[Excerpts of pointing data]
>> BEGIN

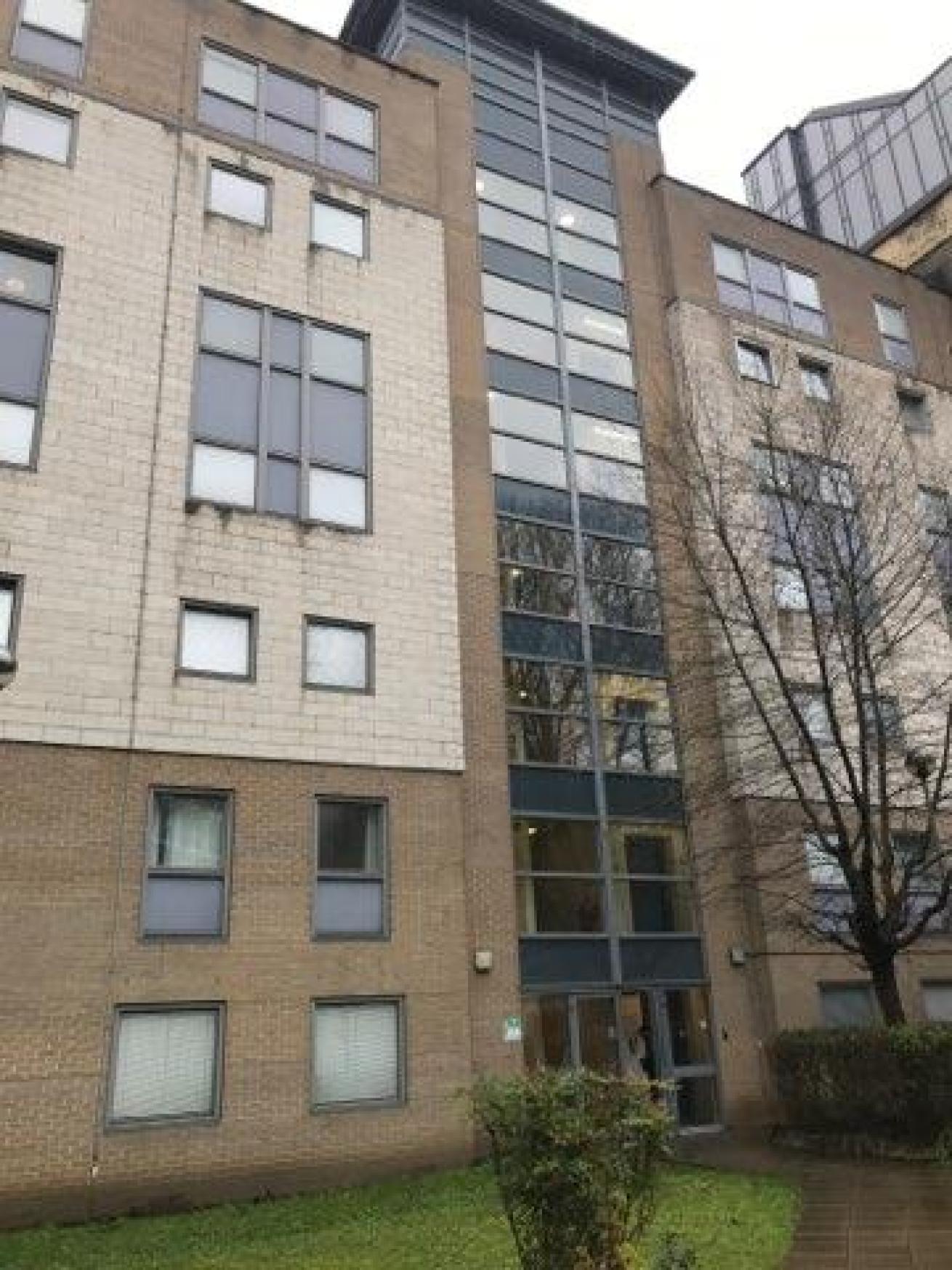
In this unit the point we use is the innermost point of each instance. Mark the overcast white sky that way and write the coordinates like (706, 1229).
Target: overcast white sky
(759, 64)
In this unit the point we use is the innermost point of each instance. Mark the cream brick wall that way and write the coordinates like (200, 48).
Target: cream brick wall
(80, 529)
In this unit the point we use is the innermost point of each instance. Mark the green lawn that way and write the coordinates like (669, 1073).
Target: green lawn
(447, 1222)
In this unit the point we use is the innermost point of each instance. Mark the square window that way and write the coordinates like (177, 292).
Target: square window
(357, 1053)
(848, 1005)
(216, 642)
(239, 196)
(816, 382)
(36, 130)
(914, 411)
(165, 1064)
(339, 229)
(350, 891)
(187, 855)
(754, 362)
(336, 656)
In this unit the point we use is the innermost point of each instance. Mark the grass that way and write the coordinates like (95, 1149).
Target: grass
(445, 1222)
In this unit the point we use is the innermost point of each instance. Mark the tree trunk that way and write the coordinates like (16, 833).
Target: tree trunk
(887, 992)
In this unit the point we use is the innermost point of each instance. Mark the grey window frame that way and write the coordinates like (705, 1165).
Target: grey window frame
(15, 583)
(225, 610)
(166, 1008)
(790, 304)
(260, 112)
(366, 629)
(262, 452)
(259, 178)
(385, 877)
(54, 257)
(318, 196)
(49, 70)
(150, 870)
(49, 108)
(399, 1002)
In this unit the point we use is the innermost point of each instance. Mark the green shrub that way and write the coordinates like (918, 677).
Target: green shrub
(674, 1254)
(576, 1159)
(884, 1082)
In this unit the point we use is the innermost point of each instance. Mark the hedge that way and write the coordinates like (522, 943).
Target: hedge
(885, 1082)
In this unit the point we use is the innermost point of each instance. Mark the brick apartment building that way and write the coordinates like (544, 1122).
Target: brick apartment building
(340, 760)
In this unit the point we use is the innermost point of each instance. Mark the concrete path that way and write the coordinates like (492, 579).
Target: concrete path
(856, 1215)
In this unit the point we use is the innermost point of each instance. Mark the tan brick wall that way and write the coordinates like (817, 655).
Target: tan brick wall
(80, 527)
(71, 858)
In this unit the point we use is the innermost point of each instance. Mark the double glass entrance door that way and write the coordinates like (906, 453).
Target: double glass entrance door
(663, 1034)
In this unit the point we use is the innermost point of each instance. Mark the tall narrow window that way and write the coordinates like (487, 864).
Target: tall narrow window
(51, 33)
(165, 1064)
(36, 129)
(350, 897)
(217, 642)
(894, 333)
(185, 867)
(357, 1053)
(27, 282)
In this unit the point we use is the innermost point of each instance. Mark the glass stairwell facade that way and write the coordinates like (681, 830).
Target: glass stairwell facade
(611, 957)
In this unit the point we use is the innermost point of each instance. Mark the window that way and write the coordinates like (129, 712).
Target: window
(166, 1064)
(350, 896)
(9, 597)
(51, 33)
(336, 656)
(754, 362)
(239, 196)
(27, 284)
(358, 1053)
(812, 709)
(914, 411)
(185, 867)
(281, 416)
(894, 333)
(300, 118)
(848, 1005)
(339, 229)
(815, 379)
(37, 130)
(773, 291)
(937, 1002)
(216, 642)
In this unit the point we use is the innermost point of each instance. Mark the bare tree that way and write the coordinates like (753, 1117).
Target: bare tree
(810, 617)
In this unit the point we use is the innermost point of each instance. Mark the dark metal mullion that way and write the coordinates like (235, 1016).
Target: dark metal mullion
(581, 590)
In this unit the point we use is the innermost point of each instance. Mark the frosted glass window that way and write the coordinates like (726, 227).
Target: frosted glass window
(7, 598)
(216, 642)
(596, 324)
(37, 130)
(350, 122)
(243, 198)
(338, 498)
(600, 363)
(226, 476)
(338, 657)
(509, 228)
(17, 423)
(518, 301)
(66, 18)
(525, 462)
(525, 418)
(357, 1053)
(511, 193)
(165, 1066)
(230, 76)
(589, 256)
(338, 229)
(339, 357)
(520, 339)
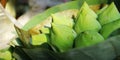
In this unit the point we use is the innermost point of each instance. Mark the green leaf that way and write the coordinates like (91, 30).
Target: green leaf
(67, 6)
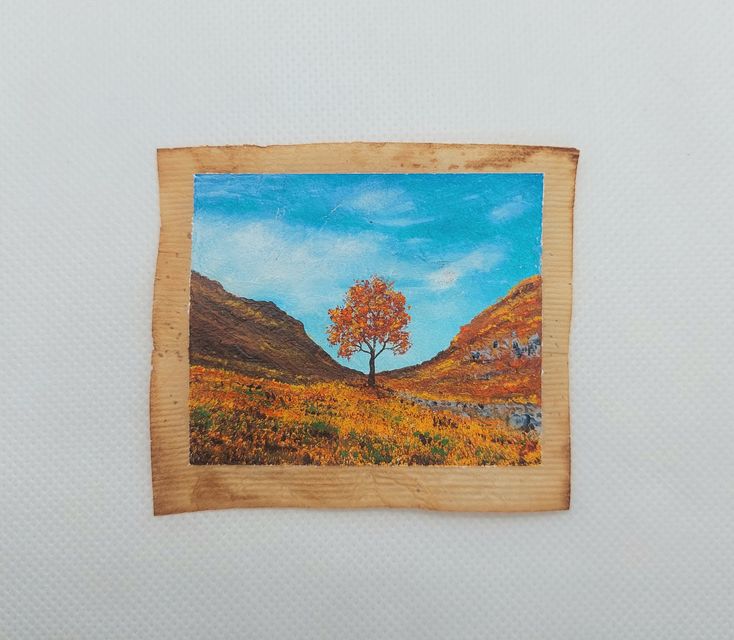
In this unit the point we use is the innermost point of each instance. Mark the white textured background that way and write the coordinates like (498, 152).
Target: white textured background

>> END

**Job**
Output every line of the rows above as a numbered list, skipping any blank lines. Leave the pictures out of your answer.

**Answer to this problem**
1. In this unit the point we use is the innermost point of each instance. Mark the overcast white sky that way and write the coordinates like (706, 1229).
2. Target: overcast white sky
3. (759, 64)
4. In this unit the point we use is the innermost point of each instance. Mark the cream brick wall that way and write the coordinates like (200, 48).
5. Target: cream brick wall
6. (80, 529)
7. In this unit the point we use is the innermost point of each instance. Mark the green lawn that way and write the coordinates like (669, 1073).
8. Target: green lawn
9. (447, 1222)
10. In this unit the point we use is the innermost point of each instance. Mark the square window that way and write the coordinates like (177, 292).
11. Target: square window
12. (357, 1053)
13. (848, 1005)
14. (216, 642)
15. (239, 196)
16. (816, 382)
17. (36, 130)
18. (914, 411)
19. (165, 1064)
20. (339, 229)
21. (350, 891)
22. (187, 855)
23. (754, 362)
24. (336, 656)
25. In this unit the point we use is the innermost point of each instance. Mark the grass that way and write the coordinates like (95, 1149).
26. Target: grass
27. (445, 1222)
28. In this unit the point we use is the innermost point of each instance. Mark the tree trunk that way and write the coordinates like (16, 833).
29. Target: tree trunk
30. (887, 992)
31. In this unit the point we use is the innermost point of each instance. Mark the grey window frame that way and write the coordinates like (705, 1165).
32. Target: grey window frame
33. (15, 583)
34. (225, 610)
35. (166, 1008)
36. (790, 304)
37. (260, 112)
38. (366, 629)
39. (262, 452)
40. (259, 178)
41. (385, 877)
42. (54, 257)
43. (318, 196)
44. (49, 70)
45. (150, 870)
46. (49, 108)
47. (399, 1002)
48. In this unit the point we use is the innermost point of each instance. Mark the green shrub that way and write the coordinates like (918, 677).
49. Target: green shrub
50. (674, 1254)
51. (576, 1159)
52. (884, 1082)
53. In this unit the point we use is the innermost point of each instance. Mark the hedge that way and write the coordinates like (522, 943).
54. Target: hedge
55. (885, 1082)
56. In this unit the point we use is the innermost point of each instance. Mark the brick apartment building that way and write the coordinates like (544, 1122).
57. Target: brick apartment building
58. (340, 760)
59. In this unit the point we use is the innermost point of each instance. Mark the concrete path that way and write the coordinates like (492, 579).
60. Target: concrete path
61. (856, 1215)
62. In this unit the point we use is the innermost point of each instance. Mark the tan brick wall that way and write the coordinates like (817, 655).
63. Target: tan brick wall
64. (80, 527)
65. (71, 858)
66. In this unit the point we use is the innermost point of each instance. Mark the double glass entrance door that way and write the coordinates like (906, 453).
67. Target: double glass entrance door
68. (663, 1034)
69. In this unit the point we use is the innermost point of each instance. Mark the tall narrow window that way and write the coordinates like (487, 864).
70. Target: tall narrow window
71. (51, 33)
72. (165, 1064)
73. (36, 129)
74. (350, 897)
75. (217, 642)
76. (894, 333)
77. (185, 867)
78. (357, 1053)
79. (27, 282)
80. In this unit the point we use is the innermost point of each instance. Mark the glass stairwell facade that way and write the coordinates like (681, 830).
81. Target: glass stairwell facade
82. (611, 957)
83. In this unit the point we use is the innermost point of each instance. Mark the window that way and write the coordinates like (129, 712).
84. Target: window
85. (166, 1064)
86. (350, 896)
87. (9, 597)
88. (51, 33)
89. (336, 656)
90. (754, 362)
91. (239, 196)
92. (27, 284)
93. (358, 1053)
94. (812, 709)
95. (914, 411)
96. (185, 867)
97. (281, 416)
98. (894, 333)
99. (300, 118)
100. (848, 1005)
101. (339, 229)
102. (815, 379)
103. (37, 130)
104. (773, 291)
105. (937, 1002)
106. (216, 642)
107. In this unit the point we use is the innermost point of each instance. Mark the bare tree that way and write the coordinates like (753, 1117).
108. Target: bare tree
109. (810, 617)
110. In this unit the point we use is the innermost point of each instance. Mark the dark metal mullion that way and write the coordinates like (235, 1016).
111. Target: dark metal mullion
112. (581, 590)
113. In this unit the point we use is the innermost point of each instance. Mark the frosted glass window that way and write the coordinates like (726, 227).
114. Target: frosted glass window
115. (7, 598)
116. (216, 642)
117. (596, 324)
118. (37, 130)
119. (350, 122)
120. (243, 198)
121. (338, 498)
122. (600, 363)
123. (226, 476)
124. (338, 657)
125. (509, 228)
126. (17, 423)
127. (518, 301)
128. (66, 18)
129. (525, 462)
130. (525, 418)
131. (357, 1053)
132. (511, 193)
133. (165, 1066)
134. (230, 76)
135. (589, 256)
136. (338, 229)
137. (339, 357)
138. (520, 339)
139. In this unit the point we use is the innermost point of each instance. Mark the green leaf that way and write the coordinates like (91, 30).
140. Target: green leaf
141. (67, 6)
142. In this unit the point we use is the innermost point of each instance. Mark the white textured background that way and write the coordinates like (498, 152).
143. Target: white textured background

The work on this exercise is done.